▶ [REQUISITI DELL'ESERCIZIO]: Restituisci invariate le righe delle voci che partono da quella contenente "Look at the photo above. For each instance of the woman's" e arrivano fino alla fine delle voci, estremi inclusi.

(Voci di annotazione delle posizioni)
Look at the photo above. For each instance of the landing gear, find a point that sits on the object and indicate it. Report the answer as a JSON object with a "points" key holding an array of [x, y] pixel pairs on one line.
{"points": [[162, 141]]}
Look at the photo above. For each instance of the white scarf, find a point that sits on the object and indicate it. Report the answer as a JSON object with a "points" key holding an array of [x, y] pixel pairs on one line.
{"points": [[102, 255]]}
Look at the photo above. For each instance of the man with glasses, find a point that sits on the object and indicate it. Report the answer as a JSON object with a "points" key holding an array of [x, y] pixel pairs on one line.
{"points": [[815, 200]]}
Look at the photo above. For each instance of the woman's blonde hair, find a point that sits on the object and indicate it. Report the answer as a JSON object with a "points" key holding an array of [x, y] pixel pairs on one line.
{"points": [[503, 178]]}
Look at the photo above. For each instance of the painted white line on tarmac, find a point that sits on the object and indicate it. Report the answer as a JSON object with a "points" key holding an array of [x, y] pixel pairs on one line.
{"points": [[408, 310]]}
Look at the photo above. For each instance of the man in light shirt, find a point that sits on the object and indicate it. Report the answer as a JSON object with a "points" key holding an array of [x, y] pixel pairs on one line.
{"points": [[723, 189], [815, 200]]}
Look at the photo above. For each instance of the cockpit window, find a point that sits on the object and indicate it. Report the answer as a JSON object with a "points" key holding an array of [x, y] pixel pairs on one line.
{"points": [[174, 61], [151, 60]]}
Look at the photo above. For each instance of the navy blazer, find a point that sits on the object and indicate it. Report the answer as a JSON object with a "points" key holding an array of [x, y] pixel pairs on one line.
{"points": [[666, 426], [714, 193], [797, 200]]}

▶ [RISULTATO CORRETTO]:
Look at the photo above. For each instance of the woman's blonde hair, find a point that sits on the object and indicate it. Report the answer as a JSON object with a "points" key holding an array of [x, y] pixel pairs on one line.
{"points": [[503, 178]]}
Look at the photo above. For each instance of the painted white line on tarmac, find a point that sits on the object and indicate it. Report the answer as a JSON object with a "points" key holding an array of [x, y] pixel pairs on one line.
{"points": [[408, 310]]}
Look at the photo above. For each instance of the man in light shirt, find a point that sits on the object and indicate it. Report the answer as a JSON object with a "points" key holding an array of [x, y] pixel pairs on one line.
{"points": [[723, 189], [815, 200]]}
Look at the photo above. For each instance of the cockpit window, find a point that sits on the object and indicate it. Report the answer as a JSON object with a "points" key holding an array of [x, y] pixel pairs on one line.
{"points": [[174, 61], [151, 60]]}
Look at the photo above. For each instance of the navy blazer, find a point that sits on the object and indicate it. Report the answer as a JSON object with a "points" key holding an array of [x, y] pixel pairs on one line.
{"points": [[666, 426], [714, 193], [797, 200]]}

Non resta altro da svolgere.